YOUR TASKS |
a) According to the excerpt on fairness assessments, how many interviews did the study conduct, and with whom?
b) For each statement, say whether the excerpt on fairness assessments agrees with it, answering yes or no and quoting the words that decide it. (i) The interviewees worked on fraud and risk assessment use cases. (ii) The interview transcripts were labeled using descriptive coding alone. (iii) Siffels et al. (2022) argue that municipalities received more resources when central government tasks were delegated to them.
c) Carry the excerpt on fairness assessments forward from its final sentence, keeping to its related-work discussion.

SELECTED EXCERPT |
==============================
The research questions we address are the following:

  • RQ1: Which actors, roles, tasks, and phases can be identified in multi-stakeholder interactions throughout an algorithm’s life-cycle when assessing fairness?

  • RQ2: How is information about fairness assessments communicated between diverse actors involved throughout the algorithm’s life-cycle?

  • RQ3: What characteristics of actors, roles, and tasks lead to communication issues in fairness assessments?

To answer these questions, we conducted an ethnographic study via 11 semi-structured in-depth interviews with public practitioners working on algorithmic systems in fraud and risk assessment use cases. We identified who makes decisions about what, and in which phase of the algorithm’s life-cycle. Additionally, we analyzed the interview transcripts to identify the (co-)occurrences of mentioned actors, roles, tasks, phases, and challenges and labeled them through in vivo, descriptive, and process qualitative coding analysis (Saldaña 2013). From the emerging coding patterns, we found a lack of information exchange among different roles and actors regarding the interpretation of the model outcome and a lack of involvement of the relevant roles and actors at the right phase. These communication issues indicate inadequate model governance such as missing roles, skills, and information exchange which can lead to misinterpretation of model outcomes, and potentially to the inability to recognize and address fairness issues throughout the algorithm’s lifecycle. These findings are characterized and structured in the phase-actor-role-task-skill (PARTS) model to characterize the structure of the communication processes identified from the qualitative coding.

PARTS enables to specify the relations and interactions between the identified concepts. Moreover, PARTS is introduced with the longer term objective to be reused and possibly extended with other use cases concerning multi-stakeholder collaborations, and to promote a common vocabulary around fairness assessments.

2 Related work

In the Dutch public sector, multiple stakeholders from private and public organizations often collaborate at various phases of the algorithm’s life-cycle (Hoekstra et al. 2021; Spierings and van der Waal 2020).

Stakeholders can be involved at different moments and places depending on their roles and tasks and, therefore, responsibilities can become diffused across a network of multiple actors simultaneously (Wieringa 2020; Bovens 2007).

Related empirical field research has been conducted to investigate data practices of Dutch local governments (Siffels et al. 2022; Fest et al. 2022; Jonk and Iren 2021). For example, Siffels et al. (2022) argue that with the process of decentralization, many tasks from the central government were delegated to municipalities without giving them more resources and capacities.
==============================
PROVIDED INFORMATION |
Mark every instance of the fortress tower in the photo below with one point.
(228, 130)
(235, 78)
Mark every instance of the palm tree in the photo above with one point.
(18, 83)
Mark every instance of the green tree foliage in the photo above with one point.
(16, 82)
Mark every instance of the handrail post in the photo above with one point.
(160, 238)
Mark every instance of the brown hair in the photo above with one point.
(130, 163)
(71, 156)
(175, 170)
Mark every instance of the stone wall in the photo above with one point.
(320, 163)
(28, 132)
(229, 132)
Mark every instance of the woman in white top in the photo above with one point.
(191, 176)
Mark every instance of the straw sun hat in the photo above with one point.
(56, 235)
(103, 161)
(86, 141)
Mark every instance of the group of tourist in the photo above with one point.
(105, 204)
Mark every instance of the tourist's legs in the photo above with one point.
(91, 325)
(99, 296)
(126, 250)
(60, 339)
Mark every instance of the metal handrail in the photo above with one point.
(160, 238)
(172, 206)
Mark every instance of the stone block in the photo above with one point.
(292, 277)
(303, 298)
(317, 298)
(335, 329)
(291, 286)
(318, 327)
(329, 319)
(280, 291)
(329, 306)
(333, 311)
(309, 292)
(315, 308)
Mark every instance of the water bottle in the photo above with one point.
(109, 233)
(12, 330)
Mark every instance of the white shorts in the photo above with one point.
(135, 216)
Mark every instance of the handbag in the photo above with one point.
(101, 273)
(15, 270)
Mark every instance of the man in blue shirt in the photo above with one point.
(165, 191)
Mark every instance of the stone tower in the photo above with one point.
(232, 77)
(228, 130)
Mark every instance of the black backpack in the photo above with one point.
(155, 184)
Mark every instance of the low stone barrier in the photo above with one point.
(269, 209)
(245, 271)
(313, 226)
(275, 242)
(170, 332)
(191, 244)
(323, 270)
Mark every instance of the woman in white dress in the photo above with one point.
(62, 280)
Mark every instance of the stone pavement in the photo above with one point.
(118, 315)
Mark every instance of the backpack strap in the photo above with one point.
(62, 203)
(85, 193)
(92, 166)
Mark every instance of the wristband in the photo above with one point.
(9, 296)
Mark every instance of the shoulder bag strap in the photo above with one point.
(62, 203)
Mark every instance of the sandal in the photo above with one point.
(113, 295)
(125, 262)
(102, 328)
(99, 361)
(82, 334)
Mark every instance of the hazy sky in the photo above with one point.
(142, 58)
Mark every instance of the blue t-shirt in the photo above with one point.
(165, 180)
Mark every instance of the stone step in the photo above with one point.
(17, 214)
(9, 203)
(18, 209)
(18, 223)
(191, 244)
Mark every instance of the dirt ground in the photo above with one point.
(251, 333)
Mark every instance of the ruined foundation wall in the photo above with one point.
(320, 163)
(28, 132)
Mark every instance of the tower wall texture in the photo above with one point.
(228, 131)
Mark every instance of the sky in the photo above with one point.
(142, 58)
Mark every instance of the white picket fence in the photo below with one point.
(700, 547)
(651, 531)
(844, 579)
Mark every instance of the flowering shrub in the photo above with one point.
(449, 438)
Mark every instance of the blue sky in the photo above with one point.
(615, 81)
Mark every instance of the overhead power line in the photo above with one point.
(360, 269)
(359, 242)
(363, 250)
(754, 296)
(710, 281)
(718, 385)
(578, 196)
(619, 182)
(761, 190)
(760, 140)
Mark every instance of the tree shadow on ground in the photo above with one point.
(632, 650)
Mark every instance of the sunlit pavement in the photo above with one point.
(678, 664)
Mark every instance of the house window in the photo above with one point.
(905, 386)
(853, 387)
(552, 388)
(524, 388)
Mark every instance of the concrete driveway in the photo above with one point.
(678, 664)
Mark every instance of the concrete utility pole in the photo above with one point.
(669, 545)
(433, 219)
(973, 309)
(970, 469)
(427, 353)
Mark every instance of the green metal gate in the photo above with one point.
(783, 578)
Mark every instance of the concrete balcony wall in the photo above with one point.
==============================
RESULTS OF THE TASKS |
a) Eleven semi-structured in-depth interviews with public practitioners working on algorithmic systems in fraud and risk assessment use cases.

b)
(i) Yes: "public practitioners working on algorithmic systems in fraud and risk assessment use cases"
(ii) No: "labeled them through in vivo, descriptive, and process qualitative coding analysis"
(iii) No: "many tasks from the central government were delegated to municipalities without giving them more resources and capacities"

c)
As a result, municipalities use data practices to deal with additional tasks and to distribute limited (social) resources. Due to a lack of data literacy, public servants are unable to recognize ethical issues and thus seek collaboration with external partners.

The latter can lead to “The problem of many hands” which is sometimes referred to the decreased ability to be transparent and responsible because parts of the algorithm’s life-cycle are outsourced to different stakeholders (Siffels et al. 2022; Cobbe et al. 2023).

In another field research, Jonk and Iren (2021) performed semi-structured interviews with key personnel and decision-makers at 8 Dutch municipal organizations to investigate the actual and intended use of algorithms (Jonk and Iren 2021).

They found that there is a lack of common terminology and algorithmic expertise not only at a technical but also at a governance and operational level.

The authors argue that municipalities would benefit from a governance framework to guide them in the use of tools, methods, and good practices to handle potential risks.

Furthermore, Fest et al. (2022) investigated how higher level ethical and legal frameworks influence everyday practices for data and algorithms used in the Dutch public sector (Fest et al. 2022). They investigated public sector data professionals at Dutch municipalities and the Netherlands Police. They found that the practicality of proposed frameworks remains a challenge for practitioners because they typically do not feel competent or miss the required skill set to make decisions regarding responsible and accountable data practices. Data professionals, as a result, get too much autonomy and discretion in handling questions that belong at the core of public sector operations.

The authors argue that efforts need to be put into the operation and systematization of legal and ethical questions across the data science project life-cycle.

Outside of the Dutch public sector, research on public algorithms has been conducted in the fields of human–computer interaction (HCI), science and technology studies (STS), and Public Administration (PA) (Holten Møller et al. 2020; Lee et al. 2019; Saxena et al. 2021). For instance, Saxena et al. developed a framework for high-stakes algorithmic decision-making in the public sector (ADMAPS) where they qualitatively coded data from in-depth ethnographic study on the daily practices of US child welfare caseworkers and prior literature (Saxena et al. 2021).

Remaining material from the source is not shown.